**STATED PROBLEM A**:
In the Strait of Hormuz article, on what date did Iranian forces declare the Strait closed?
**STATED PROBLEM B**:
Based on the Strait of Hormuz article, mark each statement yes or no, and quote the words that decide it. (i) Trump's appeal was posted on Truth Social on Saturday. (ii) The joint US-Israeli strikes on Iran began on 4 March. (iii) Most of the oil and gas moving through the Strait is headed for Europe.
**STATED PROBLEM C**:
Reproduce the passage of the Strait of Hormuz article between "A Crisis Years" and "destined for Asia.", inclusive.

**SELECTED TEXT**:

Trump Iran
Trump urges China, UK, France, Japan and South Korea to send warships to Strait of Hormuz, appeal contrasts with past unilateral stance. Gage Skidmore/WikiMedia Commons

Donald Trump has turned to the very nations he spent years belittling, publicly urging China, the United Kingdom, France, Japan and South Korea to deploy warships to the Strait of Hormuz as Iran's blockade of the critical waterway pushes the global economy toward crisis. The appeal, posted on Truth Social on Saturday, laid bare the scale of Washington's predicament — and the cost of a foreign policy built on alienating allies.

'Hopefully China, France, Japan, South Korea, the UK, and others, that are affected by this artificial constraint, will send Ships to the area so that the Hormuz Strait will no longer be a threat by a Nation that has been totally decapitated,' Trump wrote on Truth Social. The appeal, framed as hopeful rather than commanding, stood in contrast to the muscular unilateralism Trump had championed since returning to office.

A Crisis Years in the Making

On 4 March 2026, Iranian forces declared the Strait 'closed,' threatening and carrying out attacks on ships attempting to transit the waterway. The blockade followed the launch of joint US-Israeli strikes on Iran on 28 February, which killed Iran's Supreme Leader and plunged the Middle East into war, virtually halting traffic through the Strait — a key transit point for oil and gas, the vast majority of which is destined for Asia.

**SUPPLIED ENTRIES**:
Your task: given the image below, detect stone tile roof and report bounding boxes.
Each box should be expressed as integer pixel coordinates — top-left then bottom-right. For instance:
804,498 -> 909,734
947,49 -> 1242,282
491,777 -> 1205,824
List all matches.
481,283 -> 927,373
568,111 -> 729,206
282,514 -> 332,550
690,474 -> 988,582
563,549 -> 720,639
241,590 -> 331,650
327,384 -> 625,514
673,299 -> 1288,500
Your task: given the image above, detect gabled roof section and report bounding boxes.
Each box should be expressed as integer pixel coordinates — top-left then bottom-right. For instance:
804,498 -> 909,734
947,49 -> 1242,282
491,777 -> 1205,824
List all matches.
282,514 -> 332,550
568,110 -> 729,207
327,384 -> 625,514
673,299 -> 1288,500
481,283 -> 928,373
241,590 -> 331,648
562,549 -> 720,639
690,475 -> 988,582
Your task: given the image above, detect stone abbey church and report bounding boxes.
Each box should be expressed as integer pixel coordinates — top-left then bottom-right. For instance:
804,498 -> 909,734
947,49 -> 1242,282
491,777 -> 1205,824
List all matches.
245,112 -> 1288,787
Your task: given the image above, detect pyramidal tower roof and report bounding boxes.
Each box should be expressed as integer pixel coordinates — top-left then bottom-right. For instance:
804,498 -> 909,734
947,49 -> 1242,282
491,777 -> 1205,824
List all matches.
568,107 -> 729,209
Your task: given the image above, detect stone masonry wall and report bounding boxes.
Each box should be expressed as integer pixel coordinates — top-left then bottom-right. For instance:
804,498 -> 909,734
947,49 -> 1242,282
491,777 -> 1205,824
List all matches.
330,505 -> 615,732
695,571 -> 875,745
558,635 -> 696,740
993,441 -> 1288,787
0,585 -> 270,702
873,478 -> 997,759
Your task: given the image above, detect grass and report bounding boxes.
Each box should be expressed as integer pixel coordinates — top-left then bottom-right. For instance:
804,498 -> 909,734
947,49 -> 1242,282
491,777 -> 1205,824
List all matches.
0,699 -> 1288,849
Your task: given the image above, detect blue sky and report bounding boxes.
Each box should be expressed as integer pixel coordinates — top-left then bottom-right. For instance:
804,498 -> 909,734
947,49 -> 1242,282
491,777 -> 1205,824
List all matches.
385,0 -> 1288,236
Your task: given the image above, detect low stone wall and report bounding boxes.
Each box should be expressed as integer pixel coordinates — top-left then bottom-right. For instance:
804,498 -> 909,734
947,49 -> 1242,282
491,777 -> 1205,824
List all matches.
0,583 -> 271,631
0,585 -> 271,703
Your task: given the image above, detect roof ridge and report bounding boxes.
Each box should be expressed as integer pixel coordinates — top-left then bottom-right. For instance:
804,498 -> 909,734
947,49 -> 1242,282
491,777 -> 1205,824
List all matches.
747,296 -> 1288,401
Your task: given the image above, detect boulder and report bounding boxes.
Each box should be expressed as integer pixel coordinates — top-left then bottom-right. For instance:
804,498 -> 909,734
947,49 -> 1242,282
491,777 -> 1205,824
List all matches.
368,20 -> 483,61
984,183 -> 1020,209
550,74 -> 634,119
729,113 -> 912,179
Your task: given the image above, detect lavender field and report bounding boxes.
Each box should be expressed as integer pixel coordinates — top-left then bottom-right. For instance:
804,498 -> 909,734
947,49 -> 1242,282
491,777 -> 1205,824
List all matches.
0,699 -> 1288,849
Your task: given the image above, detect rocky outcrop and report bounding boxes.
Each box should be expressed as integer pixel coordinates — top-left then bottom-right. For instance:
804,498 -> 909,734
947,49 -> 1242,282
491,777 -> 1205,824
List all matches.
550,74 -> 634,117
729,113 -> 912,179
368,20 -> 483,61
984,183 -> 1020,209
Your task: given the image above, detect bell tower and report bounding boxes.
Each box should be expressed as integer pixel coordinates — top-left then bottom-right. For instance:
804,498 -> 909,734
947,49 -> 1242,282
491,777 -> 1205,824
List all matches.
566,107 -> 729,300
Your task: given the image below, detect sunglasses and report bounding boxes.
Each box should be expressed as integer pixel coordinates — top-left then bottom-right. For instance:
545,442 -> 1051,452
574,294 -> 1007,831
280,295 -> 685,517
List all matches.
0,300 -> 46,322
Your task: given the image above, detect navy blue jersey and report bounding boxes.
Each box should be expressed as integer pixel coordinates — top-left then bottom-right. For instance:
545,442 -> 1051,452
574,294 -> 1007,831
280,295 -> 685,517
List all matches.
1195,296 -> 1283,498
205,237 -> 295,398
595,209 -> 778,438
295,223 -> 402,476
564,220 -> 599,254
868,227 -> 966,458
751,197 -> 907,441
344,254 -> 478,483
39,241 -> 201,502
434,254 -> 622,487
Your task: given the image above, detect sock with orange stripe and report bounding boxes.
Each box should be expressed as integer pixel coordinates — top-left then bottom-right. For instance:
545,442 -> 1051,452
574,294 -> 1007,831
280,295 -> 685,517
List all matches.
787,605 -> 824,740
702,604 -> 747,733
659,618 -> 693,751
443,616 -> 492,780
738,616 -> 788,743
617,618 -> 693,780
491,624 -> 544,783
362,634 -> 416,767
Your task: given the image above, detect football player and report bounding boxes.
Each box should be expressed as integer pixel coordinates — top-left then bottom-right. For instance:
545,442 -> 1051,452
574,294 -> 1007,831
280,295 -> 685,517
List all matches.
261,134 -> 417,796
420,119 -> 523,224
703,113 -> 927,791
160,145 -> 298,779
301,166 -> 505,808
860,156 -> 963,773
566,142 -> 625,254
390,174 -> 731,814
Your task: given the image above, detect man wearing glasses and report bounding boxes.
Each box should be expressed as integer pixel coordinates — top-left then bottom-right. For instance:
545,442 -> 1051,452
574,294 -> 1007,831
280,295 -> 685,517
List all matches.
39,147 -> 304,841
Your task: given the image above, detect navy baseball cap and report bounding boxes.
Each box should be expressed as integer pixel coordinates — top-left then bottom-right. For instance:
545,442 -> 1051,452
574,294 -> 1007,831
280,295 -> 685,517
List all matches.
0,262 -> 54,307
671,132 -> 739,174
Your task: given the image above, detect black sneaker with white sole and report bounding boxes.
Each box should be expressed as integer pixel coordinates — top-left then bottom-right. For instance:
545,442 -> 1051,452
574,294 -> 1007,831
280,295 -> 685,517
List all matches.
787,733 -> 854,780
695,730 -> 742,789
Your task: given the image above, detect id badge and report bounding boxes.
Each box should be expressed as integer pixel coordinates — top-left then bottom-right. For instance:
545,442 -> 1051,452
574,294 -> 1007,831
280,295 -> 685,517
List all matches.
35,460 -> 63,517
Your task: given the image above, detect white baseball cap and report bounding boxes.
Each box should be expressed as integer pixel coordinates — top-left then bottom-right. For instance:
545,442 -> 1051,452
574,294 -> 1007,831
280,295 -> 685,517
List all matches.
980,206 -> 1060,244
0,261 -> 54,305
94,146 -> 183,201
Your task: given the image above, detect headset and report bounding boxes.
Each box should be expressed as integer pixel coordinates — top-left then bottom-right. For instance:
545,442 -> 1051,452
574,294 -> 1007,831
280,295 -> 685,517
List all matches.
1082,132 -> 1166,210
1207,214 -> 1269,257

**PROBLEM SOLUTION A**:
4 March 2026

**PROBLEM SOLUTION B**:
(i) Yes: "The appeal, posted on Truth Social on Saturday"
(ii) No: "the launch of joint US-Israeli strikes on Iran on 28 February"
(iii) No: "the vast majority of which is destined for Asia"

**PROBLEM SOLUTION C**:
A Crisis Years in the Making

On 4 March 2026, Iranian forces declared the Strait 'closed,' threatening and carrying out attacks on ships attempting to transit the waterway. The blockade followed the launch of joint US-Israeli strikes on Iran on 28 February, which killed Iran's Supreme Leader and plunged the Middle East into war, virtually halting traffic through the Strait — a key transit point for oil and gas, the vast majority of which is destined for Asia.